### [GOAL]
Below, reproduce the stretch of material that opens with the line containing "Study the picture above. For each instance of the black strap" and runs through the end, keeping every line and scaling each answer coordinate by 1.7, rounded to whole numbers with halves going up. Return only that stretch.

>>>>

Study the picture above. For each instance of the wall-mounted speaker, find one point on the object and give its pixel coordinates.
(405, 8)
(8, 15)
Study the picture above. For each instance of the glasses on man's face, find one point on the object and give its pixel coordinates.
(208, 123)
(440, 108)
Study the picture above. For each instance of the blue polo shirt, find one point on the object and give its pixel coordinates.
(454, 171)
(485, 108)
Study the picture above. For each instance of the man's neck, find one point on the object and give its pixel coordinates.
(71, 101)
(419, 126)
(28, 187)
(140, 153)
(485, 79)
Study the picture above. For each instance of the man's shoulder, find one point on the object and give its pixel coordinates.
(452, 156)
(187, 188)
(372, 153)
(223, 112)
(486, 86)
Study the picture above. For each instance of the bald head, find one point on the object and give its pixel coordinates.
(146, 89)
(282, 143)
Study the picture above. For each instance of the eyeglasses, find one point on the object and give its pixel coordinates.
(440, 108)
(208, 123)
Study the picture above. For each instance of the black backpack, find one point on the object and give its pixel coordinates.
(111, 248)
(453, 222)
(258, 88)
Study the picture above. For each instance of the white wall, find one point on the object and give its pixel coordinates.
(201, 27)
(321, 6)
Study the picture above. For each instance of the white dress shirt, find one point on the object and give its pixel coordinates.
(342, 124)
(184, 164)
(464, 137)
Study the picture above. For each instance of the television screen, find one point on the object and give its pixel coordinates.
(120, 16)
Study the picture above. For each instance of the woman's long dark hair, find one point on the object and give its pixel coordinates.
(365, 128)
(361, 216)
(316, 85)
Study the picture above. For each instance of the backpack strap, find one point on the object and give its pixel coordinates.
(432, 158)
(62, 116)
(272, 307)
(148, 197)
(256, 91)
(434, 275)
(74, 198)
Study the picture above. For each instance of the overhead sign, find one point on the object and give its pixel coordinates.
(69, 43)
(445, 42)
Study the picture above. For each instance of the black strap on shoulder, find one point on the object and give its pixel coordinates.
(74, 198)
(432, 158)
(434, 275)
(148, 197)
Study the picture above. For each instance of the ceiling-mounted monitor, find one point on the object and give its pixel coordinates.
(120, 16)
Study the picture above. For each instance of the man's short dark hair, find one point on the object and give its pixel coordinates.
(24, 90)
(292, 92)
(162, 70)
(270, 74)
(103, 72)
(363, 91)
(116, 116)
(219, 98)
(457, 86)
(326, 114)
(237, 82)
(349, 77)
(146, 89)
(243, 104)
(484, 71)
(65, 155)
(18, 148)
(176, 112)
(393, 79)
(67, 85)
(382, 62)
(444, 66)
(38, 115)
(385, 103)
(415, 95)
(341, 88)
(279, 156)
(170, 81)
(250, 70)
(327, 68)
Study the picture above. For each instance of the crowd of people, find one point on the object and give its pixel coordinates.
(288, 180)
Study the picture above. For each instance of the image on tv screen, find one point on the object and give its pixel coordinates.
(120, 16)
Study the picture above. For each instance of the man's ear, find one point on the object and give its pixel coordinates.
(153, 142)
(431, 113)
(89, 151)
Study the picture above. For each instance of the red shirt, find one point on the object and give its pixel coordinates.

<<<<

### [TASK RESPONSE]
Study the picture above. For each instance of the black strap on shoulder, find one point on the object and give its pixel coordinates.
(126, 337)
(734, 269)
(738, 468)
(252, 335)
Study the picture above. For each instance of the ceiling-mounted monitor, find one point on the object and give its pixel coordinates.
(204, 27)
Study the picture above. For each instance of the man's short dark hair, find one point on the object and give its pixel coordinates.
(41, 153)
(496, 156)
(275, 119)
(459, 126)
(175, 122)
(617, 155)
(197, 197)
(372, 167)
(777, 146)
(554, 194)
(403, 139)
(593, 131)
(248, 151)
(413, 177)
(823, 121)
(111, 264)
(31, 252)
(299, 190)
(668, 134)
(114, 145)
(649, 105)
(755, 112)
(65, 196)
(655, 175)
(706, 162)
(580, 150)
(474, 265)
(289, 138)
(425, 119)
(556, 116)
Study the picture above. For each instance of the crowd of people, find one point on the object and give its pixel coordinates.
(490, 306)
Study the picture above. For each instance of the image on tv screen, find one point on the object and give its pixel coordinates.
(204, 27)
Study the picture above. For each instance of the man's ear, find one point on the object and give its pixel coordinates.
(260, 241)
(733, 192)
(151, 257)
Study the picture above. For each instance of the red shirt, find one point on the object and give its pixel coordinates.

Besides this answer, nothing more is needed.